— START DOCUMENT —

Market Linked Securities—Auto-Callable with Contingent Downside

Principal at Risk Securities Linked to the VanEck Vectors® Oil Services ETF due January 3, 2023

 

 

 

  (D) The occurrence or existence of any event, other than an early closure, that materially disrupts or impairs the ability of market participants in general to effect transactions in, or obtain market values for, futures or options contracts relating to shares (or other applicable securities) of the Fund or any successor fund on any related futures or options exchange at any time during the one-hour period that ends at the close of trading on that day.
     
  (E) The closure of the relevant stock exchange or any related futures or options exchange with respect to the Fund or any successor fund prior to its scheduled closing time unless the earlier closing time is announced by the relevant stock exchange or related futures or options exchange, as applicable, at least one hour prior to the earlier of (1) the actual closing time for the regular trading session on such relevant stock exchange or related futures or options exchange, as applicable, and (2) the submission deadline for orders to be entered into the relevant stock exchange or related futures or options exchange, as applicable, system for execution at the close of trading on that day.
     
  (F)

The relevant stock exchange or any related futures or options exchange with respect to the Fund or any successor fund fails to open for trading during its regular trading session.

 

For purposes of determining whether a market disruption event has occurred:

 

  (1) close of trading” means the scheduled closing time of the relevant stock exchange with respect to the Fund or any successor fund; and
     
  (2) the “scheduled closing time” of the relevant stock exchange or any related futures or options exchange on any trading day for the Fund or any successor fund means the scheduled weekday closing time of such relevant stock exchange or related futures or options exchange on such trading day, without regard to after hours or any other trading outside the regular trading session hours.

 

If a market disruption event occurs or is continuing on any call date, then such call date will be postponed to the first succeeding trading day on which a market disruption event has not occurred and is not continuing; however, if such first succeeding trading day has not occurred as of the eighth trading day after the originally scheduled call date, that eighth trading day shall be deemed to be the call date. If the call date has been postponed eight trading days after the originally scheduled call date and a market disruption event occurs or is continuing with respect to the Fund on such eighth trading day, the calculation agent will determine the closing price of the Fund on such eighth trading day based on its good faith estimate of the value of the shares (or other applicable securities) of the Fund as of the close of trading on such eighth trading day.

 

Anti-dilution Adjustments Relating to the Fund; Alternate Calculation

 

Anti-dilution Adjustments

 

The calculation agent will adjust the adjustment factor as specified below if any of the events specified below occurs with respect to the Fund and the effective date or ex-dividend date, as applicable, for such event is after the pricing date and on or prior to the final call date.

— END DOCUMENT —
— START LISTED ENTRIES —

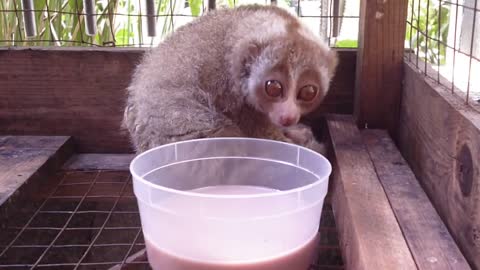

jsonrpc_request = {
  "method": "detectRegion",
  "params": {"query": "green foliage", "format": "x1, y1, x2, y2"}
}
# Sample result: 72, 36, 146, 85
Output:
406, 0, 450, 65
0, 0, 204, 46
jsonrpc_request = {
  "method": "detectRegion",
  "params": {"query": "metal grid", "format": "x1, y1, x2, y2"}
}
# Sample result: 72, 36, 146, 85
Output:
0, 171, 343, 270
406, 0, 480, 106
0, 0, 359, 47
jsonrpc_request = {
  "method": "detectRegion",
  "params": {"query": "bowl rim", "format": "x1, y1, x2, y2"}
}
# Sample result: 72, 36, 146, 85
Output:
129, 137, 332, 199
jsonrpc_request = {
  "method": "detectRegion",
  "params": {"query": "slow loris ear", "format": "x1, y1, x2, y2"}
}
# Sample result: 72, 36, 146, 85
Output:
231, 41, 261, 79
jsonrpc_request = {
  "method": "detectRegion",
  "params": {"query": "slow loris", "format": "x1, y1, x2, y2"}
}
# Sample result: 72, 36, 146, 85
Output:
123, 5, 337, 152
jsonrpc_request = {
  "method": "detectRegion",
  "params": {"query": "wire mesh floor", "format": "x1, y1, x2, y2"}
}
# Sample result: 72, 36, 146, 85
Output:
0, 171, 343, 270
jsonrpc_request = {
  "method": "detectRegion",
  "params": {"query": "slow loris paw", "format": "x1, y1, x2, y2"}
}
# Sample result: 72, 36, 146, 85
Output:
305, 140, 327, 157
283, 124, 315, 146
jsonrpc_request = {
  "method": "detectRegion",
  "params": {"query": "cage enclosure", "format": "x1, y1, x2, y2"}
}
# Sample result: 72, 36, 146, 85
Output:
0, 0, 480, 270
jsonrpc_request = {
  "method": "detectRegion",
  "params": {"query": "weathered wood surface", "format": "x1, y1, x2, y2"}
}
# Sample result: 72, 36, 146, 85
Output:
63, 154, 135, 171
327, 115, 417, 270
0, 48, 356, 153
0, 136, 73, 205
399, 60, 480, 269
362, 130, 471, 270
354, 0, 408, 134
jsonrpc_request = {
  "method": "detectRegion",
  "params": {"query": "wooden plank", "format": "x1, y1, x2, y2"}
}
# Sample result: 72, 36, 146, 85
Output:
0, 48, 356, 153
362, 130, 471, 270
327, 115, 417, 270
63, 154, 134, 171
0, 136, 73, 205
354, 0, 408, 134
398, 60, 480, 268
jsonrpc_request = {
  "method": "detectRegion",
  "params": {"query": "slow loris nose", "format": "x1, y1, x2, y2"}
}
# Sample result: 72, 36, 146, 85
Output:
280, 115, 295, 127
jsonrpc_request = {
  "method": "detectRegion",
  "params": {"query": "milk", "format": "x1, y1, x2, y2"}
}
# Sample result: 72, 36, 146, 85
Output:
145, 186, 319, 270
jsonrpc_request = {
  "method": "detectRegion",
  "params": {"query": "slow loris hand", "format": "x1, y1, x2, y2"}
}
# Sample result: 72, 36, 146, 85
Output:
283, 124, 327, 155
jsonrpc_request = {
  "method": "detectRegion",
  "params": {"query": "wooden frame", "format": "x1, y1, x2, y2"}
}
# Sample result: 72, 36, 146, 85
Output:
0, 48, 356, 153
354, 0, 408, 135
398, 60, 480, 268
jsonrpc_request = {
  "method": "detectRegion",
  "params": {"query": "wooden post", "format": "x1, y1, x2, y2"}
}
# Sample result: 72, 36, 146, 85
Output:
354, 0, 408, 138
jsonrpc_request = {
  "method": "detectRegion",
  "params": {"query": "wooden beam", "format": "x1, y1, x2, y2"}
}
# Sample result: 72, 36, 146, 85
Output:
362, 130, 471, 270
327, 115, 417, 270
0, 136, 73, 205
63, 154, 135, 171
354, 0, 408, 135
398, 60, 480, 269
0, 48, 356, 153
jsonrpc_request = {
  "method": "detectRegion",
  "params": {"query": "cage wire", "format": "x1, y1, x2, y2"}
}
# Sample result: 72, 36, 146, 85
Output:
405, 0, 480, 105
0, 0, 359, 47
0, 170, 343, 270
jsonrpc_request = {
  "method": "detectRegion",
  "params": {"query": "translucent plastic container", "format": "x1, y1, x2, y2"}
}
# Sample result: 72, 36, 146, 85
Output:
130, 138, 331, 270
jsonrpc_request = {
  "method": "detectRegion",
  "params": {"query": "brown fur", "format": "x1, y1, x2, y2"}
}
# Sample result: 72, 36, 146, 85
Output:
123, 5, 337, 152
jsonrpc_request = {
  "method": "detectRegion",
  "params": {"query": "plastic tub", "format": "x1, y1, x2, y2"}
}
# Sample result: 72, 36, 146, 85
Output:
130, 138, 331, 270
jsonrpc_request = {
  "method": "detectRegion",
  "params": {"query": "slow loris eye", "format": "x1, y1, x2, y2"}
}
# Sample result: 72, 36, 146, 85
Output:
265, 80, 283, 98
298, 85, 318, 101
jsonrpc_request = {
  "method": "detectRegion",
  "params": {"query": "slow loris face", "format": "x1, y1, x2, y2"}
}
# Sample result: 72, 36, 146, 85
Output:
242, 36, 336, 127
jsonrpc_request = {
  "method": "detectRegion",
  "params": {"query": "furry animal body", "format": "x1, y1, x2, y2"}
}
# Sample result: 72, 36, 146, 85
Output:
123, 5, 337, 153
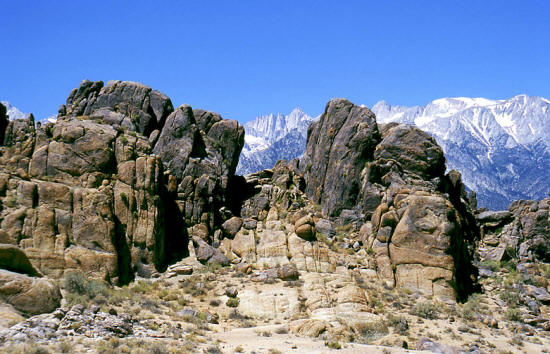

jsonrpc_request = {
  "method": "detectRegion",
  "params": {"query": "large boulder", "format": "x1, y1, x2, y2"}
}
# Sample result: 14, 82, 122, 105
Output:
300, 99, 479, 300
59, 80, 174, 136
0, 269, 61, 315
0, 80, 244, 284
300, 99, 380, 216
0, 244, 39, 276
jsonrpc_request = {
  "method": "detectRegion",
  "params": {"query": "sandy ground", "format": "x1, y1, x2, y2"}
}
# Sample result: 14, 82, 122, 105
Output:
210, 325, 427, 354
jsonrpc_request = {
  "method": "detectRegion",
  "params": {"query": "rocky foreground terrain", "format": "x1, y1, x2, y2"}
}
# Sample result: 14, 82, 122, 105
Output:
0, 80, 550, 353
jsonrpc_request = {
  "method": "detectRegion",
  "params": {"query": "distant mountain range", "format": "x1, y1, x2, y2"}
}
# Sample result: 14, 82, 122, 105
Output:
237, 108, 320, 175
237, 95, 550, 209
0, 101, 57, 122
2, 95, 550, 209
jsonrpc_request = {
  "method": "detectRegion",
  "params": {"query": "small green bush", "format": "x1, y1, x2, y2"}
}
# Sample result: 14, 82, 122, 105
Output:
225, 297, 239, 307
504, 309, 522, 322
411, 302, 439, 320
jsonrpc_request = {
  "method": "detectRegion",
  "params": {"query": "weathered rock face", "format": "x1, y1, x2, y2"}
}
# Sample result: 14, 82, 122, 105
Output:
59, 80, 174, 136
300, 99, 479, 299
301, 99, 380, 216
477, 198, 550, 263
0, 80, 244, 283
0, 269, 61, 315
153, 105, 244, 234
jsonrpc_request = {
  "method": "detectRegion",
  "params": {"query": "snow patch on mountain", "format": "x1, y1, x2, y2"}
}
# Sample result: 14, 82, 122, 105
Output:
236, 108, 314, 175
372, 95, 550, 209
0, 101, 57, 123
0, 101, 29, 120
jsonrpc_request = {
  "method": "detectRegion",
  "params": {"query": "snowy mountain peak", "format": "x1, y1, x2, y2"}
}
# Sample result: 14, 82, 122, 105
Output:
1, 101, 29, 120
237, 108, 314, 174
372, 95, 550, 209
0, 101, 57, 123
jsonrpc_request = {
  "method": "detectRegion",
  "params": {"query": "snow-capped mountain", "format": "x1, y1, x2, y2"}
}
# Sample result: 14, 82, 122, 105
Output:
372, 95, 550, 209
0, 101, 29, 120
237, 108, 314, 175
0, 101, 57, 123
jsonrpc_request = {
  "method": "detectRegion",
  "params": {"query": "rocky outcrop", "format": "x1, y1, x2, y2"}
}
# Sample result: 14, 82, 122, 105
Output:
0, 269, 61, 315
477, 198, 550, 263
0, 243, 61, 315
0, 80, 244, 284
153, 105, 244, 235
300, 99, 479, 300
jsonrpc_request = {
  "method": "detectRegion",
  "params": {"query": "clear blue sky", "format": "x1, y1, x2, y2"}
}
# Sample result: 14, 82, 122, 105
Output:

— END LISTED ENTRIES —
— START LISTED ENTRIES —

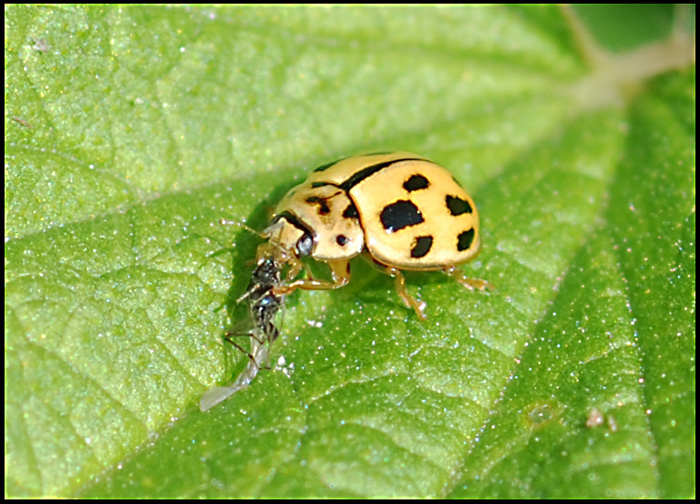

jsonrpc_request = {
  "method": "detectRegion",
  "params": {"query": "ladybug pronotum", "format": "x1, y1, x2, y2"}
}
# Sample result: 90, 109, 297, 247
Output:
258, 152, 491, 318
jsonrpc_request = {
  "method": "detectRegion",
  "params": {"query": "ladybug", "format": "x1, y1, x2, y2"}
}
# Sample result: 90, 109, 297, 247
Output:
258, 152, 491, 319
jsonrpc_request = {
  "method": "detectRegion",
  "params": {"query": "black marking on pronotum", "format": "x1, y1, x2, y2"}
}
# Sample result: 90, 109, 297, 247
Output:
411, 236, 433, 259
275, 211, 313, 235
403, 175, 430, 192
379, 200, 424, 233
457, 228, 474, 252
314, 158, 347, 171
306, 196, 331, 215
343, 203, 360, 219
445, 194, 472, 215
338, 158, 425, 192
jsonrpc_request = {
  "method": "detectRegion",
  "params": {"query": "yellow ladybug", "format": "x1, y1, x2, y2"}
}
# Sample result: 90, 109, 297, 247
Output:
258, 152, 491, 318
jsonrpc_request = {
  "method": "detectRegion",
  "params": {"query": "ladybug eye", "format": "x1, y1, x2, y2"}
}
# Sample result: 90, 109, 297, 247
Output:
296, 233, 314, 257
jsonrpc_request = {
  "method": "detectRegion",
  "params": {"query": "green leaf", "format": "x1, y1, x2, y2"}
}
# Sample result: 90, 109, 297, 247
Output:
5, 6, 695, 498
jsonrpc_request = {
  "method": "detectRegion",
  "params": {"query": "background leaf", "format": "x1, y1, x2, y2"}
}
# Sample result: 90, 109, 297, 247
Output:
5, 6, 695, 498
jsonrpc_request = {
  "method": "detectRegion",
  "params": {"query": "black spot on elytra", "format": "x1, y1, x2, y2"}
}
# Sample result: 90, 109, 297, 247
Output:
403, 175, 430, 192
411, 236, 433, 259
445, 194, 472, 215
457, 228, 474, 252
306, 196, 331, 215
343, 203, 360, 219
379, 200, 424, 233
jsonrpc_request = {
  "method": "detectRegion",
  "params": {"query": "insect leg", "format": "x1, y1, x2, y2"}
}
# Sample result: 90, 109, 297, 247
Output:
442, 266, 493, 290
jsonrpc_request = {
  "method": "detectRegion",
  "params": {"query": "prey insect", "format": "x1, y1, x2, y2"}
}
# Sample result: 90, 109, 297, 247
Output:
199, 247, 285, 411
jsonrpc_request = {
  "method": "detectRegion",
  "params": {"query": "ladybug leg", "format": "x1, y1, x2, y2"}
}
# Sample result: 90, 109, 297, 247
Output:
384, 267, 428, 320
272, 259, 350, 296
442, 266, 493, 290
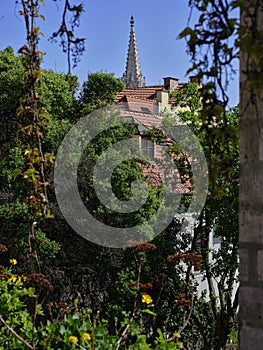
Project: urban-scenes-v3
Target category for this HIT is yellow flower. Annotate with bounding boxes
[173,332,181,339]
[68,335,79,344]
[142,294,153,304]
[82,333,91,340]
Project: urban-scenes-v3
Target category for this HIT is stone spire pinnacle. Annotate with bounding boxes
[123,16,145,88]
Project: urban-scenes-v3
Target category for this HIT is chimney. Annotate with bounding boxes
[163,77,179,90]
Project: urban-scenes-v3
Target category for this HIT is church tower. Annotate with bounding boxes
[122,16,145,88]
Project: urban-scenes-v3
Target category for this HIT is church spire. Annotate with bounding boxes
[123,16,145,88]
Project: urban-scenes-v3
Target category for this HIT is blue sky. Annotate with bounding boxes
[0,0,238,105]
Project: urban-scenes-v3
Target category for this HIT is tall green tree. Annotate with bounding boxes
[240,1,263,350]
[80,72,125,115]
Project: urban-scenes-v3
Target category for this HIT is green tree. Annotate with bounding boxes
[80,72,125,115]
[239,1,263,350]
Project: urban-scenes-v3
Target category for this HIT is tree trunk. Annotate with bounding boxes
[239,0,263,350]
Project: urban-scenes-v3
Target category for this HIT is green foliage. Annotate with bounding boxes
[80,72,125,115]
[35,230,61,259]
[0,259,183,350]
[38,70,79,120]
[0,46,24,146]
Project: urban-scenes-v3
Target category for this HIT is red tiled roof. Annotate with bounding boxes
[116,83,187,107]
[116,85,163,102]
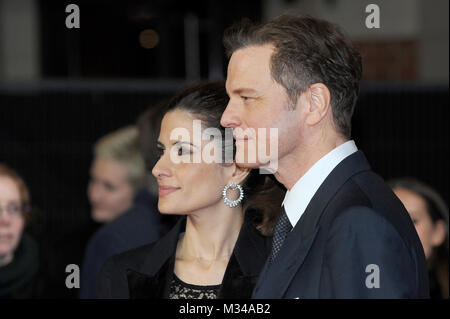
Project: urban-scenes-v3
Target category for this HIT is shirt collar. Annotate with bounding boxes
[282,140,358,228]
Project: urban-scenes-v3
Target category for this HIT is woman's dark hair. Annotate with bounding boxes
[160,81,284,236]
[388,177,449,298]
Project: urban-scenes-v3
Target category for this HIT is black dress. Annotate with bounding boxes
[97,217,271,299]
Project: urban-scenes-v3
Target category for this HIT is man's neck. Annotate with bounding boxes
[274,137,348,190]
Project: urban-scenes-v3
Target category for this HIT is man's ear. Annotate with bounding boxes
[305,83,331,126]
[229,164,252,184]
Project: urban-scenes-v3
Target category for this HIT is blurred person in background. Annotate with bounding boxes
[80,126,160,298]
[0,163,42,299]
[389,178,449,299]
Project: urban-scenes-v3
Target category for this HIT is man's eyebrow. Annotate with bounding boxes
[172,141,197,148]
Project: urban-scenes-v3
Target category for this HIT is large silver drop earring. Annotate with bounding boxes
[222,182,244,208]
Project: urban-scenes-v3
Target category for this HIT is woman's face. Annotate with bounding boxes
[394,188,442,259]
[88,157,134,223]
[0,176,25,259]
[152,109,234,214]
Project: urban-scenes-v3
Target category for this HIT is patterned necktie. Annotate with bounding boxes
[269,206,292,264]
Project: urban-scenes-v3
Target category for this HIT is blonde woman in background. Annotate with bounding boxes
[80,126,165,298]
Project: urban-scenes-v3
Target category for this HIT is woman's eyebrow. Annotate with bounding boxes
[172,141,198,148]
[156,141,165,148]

— END LISTED ENTRIES —

▶ [WHAT IS ASKED]:
1. Can you quote the stretch of the securities text from "Principal at Risk" through "ends at the close of trading on that day."?
2. How would you render this sentence from the securities text in Spanish: "The calculation agent will adjust the adjustment factor as specified below if any of the events specified below occurs with respect to the Fund and the effective date or ex-dividend date, as applicable, for such event is after the pricing date and on or prior to the final call date."
Draw only on the securities text; the records play no part.

▶ [RESPONSES BY TASK]:
1.
Principal at Risk Securities Linked to the VanEck Vectors® Oil Services ETF due January 3, 2023

 

 

 

  (D) The occurrence or existence of any event, other than an early closure, that materially disrupts or impairs the ability of market participants in general to effect transactions in, or obtain market values for, futures or options contracts relating to shares (or other applicable securities) of the Fund or any successor fund on any related futures or options exchange at any time during the one-hour period that ends at the close of trading on that day.

2. El agente de cálculo ajustará el factor de ajuste según se especifica a continuación si cualquiera de los eventos especificados a continuación ocurre con respecto al Fondo y la fecha de entrada en vigor o la fecha ex-dividendo, según corresponda, de dicho evento es posterior a la fecha de fijación del precio y coincide con la fecha final de rescate anticipado o es anterior a ella.